[Cosa fare]: Rendi tutte le voci come tabella Markdown a due colonne: «Nr» con il numero progressivo e «Riga» con il testo di ciascuna riga, saltando le righe vuote.

[Dati forniti]:
+===+

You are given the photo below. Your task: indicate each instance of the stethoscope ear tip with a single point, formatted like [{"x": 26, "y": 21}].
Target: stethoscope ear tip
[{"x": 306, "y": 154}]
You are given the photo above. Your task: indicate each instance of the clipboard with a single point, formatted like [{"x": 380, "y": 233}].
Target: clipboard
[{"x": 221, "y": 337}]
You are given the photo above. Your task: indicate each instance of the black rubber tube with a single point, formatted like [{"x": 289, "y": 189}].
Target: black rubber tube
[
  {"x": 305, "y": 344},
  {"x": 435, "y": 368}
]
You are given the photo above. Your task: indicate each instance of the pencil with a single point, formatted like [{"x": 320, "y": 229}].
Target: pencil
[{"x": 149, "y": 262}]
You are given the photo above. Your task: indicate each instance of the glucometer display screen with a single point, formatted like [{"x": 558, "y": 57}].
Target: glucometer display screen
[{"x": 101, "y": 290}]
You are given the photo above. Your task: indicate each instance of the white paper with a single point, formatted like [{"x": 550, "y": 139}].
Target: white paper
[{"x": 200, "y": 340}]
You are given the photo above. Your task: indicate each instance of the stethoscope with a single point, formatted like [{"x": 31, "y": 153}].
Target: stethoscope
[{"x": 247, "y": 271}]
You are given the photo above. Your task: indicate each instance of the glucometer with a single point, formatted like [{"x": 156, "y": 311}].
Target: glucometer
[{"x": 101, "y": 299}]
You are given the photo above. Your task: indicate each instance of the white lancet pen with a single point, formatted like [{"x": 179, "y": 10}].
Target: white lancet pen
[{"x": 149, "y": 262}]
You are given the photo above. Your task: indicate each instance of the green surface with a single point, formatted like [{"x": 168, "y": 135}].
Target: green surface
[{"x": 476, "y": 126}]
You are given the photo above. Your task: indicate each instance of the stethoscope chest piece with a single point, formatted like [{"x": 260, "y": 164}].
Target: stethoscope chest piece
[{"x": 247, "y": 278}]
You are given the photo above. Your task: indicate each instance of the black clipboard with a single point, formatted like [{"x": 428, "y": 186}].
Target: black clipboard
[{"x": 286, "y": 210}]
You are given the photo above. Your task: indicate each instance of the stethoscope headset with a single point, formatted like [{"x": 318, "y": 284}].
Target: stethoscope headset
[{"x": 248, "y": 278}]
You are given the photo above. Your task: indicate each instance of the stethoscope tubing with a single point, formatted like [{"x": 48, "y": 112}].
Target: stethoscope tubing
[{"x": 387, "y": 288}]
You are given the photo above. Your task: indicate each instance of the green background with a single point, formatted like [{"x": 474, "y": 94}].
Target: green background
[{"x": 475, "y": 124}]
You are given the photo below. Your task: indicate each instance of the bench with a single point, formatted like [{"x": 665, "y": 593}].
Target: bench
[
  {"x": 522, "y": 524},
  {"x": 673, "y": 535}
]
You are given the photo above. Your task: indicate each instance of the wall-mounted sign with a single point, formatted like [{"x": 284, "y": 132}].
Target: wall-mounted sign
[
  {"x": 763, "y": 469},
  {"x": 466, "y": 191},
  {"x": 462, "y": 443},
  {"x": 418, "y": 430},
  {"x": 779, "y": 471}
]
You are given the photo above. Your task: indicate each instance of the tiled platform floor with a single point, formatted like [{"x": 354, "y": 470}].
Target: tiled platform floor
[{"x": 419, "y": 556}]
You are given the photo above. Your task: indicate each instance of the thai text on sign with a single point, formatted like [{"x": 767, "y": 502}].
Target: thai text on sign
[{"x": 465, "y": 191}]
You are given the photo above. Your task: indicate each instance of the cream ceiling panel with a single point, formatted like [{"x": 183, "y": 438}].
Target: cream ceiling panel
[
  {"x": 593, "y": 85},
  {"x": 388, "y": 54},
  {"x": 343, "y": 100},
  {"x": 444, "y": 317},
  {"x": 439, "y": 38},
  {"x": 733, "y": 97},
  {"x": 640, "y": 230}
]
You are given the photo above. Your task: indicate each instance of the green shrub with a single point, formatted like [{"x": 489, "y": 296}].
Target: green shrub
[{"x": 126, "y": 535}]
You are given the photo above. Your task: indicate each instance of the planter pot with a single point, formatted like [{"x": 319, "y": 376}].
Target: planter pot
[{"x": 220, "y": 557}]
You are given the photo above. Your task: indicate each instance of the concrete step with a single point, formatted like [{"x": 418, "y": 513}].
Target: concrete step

+===+

[Risultato]:
| Nr | Riga |
|---|---|
| 1 | You are given the photo below. Your task: indicate each instance of the stethoscope ear tip with a single point, formatted like [{"x": 26, "y": 21}]. |
| 2 | Target: stethoscope ear tip |
| 3 | [{"x": 306, "y": 154}] |
| 4 | You are given the photo above. Your task: indicate each instance of the clipboard with a single point, formatted like [{"x": 380, "y": 233}]. |
| 5 | Target: clipboard |
| 6 | [{"x": 221, "y": 337}] |
| 7 | You are given the photo above. Your task: indicate each instance of the black rubber tube with a single point, formatted like [{"x": 289, "y": 189}]. |
| 8 | Target: black rubber tube |
| 9 | [ |
| 10 |   {"x": 305, "y": 344}, |
| 11 |   {"x": 435, "y": 368} |
| 12 | ] |
| 13 | You are given the photo above. Your task: indicate each instance of the pencil with a single point, formatted like [{"x": 320, "y": 229}]. |
| 14 | Target: pencil |
| 15 | [{"x": 149, "y": 262}] |
| 16 | You are given the photo above. Your task: indicate each instance of the glucometer display screen with a single point, formatted like [{"x": 558, "y": 57}]. |
| 17 | Target: glucometer display screen |
| 18 | [{"x": 101, "y": 290}] |
| 19 | You are given the photo above. Your task: indicate each instance of the white paper with a single point, formatted like [{"x": 550, "y": 139}]. |
| 20 | Target: white paper |
| 21 | [{"x": 200, "y": 340}] |
| 22 | You are given the photo above. Your task: indicate each instance of the stethoscope with a single point, formatted like [{"x": 31, "y": 153}]. |
| 23 | Target: stethoscope |
| 24 | [{"x": 247, "y": 271}] |
| 25 | You are given the photo above. Your task: indicate each instance of the glucometer with a single point, formatted like [{"x": 156, "y": 311}]. |
| 26 | Target: glucometer |
| 27 | [{"x": 101, "y": 299}] |
| 28 | You are given the photo above. Your task: indicate each instance of the white lancet pen with a single point, formatted like [{"x": 179, "y": 10}]. |
| 29 | Target: white lancet pen |
| 30 | [{"x": 149, "y": 262}] |
| 31 | You are given the photo above. Your task: indicate each instance of the green surface with a single point, formatted like [{"x": 168, "y": 135}]. |
| 32 | Target: green surface |
| 33 | [{"x": 476, "y": 126}] |
| 34 | You are given the photo above. Your task: indicate each instance of the stethoscope chest piece with a single point, formatted like [{"x": 260, "y": 164}]. |
| 35 | Target: stethoscope chest piece |
| 36 | [{"x": 247, "y": 278}] |
| 37 | You are given the photo above. Your task: indicate each instance of the black clipboard with a single point, formatted like [{"x": 428, "y": 186}]. |
| 38 | Target: black clipboard |
| 39 | [{"x": 286, "y": 210}] |
| 40 | You are given the photo above. Your task: indicate each instance of the stethoscope headset with a single point, formatted like [{"x": 318, "y": 284}]. |
| 41 | Target: stethoscope headset |
| 42 | [{"x": 248, "y": 278}] |
| 43 | You are given the photo above. Your task: indicate each instance of the stethoscope tubing with a single point, formatted like [{"x": 48, "y": 112}]. |
| 44 | Target: stethoscope tubing |
| 45 | [{"x": 387, "y": 288}] |
| 46 | You are given the photo above. Your task: indicate each instance of the green background with a single point, formatted like [{"x": 474, "y": 94}]. |
| 47 | Target: green background |
| 48 | [{"x": 475, "y": 124}] |
| 49 | You are given the photo below. Your task: indicate each instance of the bench with a single point, formatted like [{"x": 665, "y": 593}]. |
| 50 | Target: bench |
| 51 | [ |
| 52 |   {"x": 522, "y": 524}, |
| 53 |   {"x": 673, "y": 535} |
| 54 | ] |
| 55 | You are given the photo above. Your task: indicate each instance of the wall-mounted sign with a single point, formatted like [{"x": 284, "y": 132}]. |
| 56 | Target: wall-mounted sign |
| 57 | [ |
| 58 |   {"x": 763, "y": 469}, |
| 59 |   {"x": 466, "y": 191}, |
| 60 |   {"x": 462, "y": 443}, |
| 61 |   {"x": 418, "y": 430}, |
| 62 |   {"x": 779, "y": 471} |
| 63 | ] |
| 64 | You are given the photo above. Your task: indicate each instance of the tiled platform floor with a single point, formatted like [{"x": 354, "y": 470}]. |
| 65 | Target: tiled platform floor |
| 66 | [{"x": 419, "y": 556}] |
| 67 | You are given the photo above. Your task: indicate each instance of the thai text on sign with a single point, formatted like [{"x": 767, "y": 502}]. |
| 68 | Target: thai text on sign |
| 69 | [{"x": 465, "y": 191}] |
| 70 | You are given the photo above. Your task: indicate each instance of the cream ceiling panel with a single point, formatted like [{"x": 183, "y": 438}]. |
| 71 | Target: cream ceiling panel |
| 72 | [ |
| 73 |   {"x": 593, "y": 85}, |
| 74 |   {"x": 388, "y": 54}, |
| 75 |   {"x": 343, "y": 100}, |
| 76 |   {"x": 444, "y": 317}, |
| 77 |   {"x": 439, "y": 38}, |
| 78 |   {"x": 733, "y": 97}, |
| 79 |   {"x": 640, "y": 230} |
| 80 | ] |
| 81 | You are given the photo above. Your task: indicate each instance of the green shrub with a single point, formatted like [{"x": 489, "y": 296}]. |
| 82 | Target: green shrub |
| 83 | [{"x": 126, "y": 535}] |
| 84 | You are given the photo above. Your task: indicate each instance of the planter pot with a single point, formatted like [{"x": 319, "y": 376}]. |
| 85 | Target: planter pot |
| 86 | [{"x": 220, "y": 557}] |
| 87 | You are given the photo above. Your task: indicate each instance of the concrete step with a single point, formatted like [{"x": 418, "y": 513}]. |
| 88 | Target: concrete step |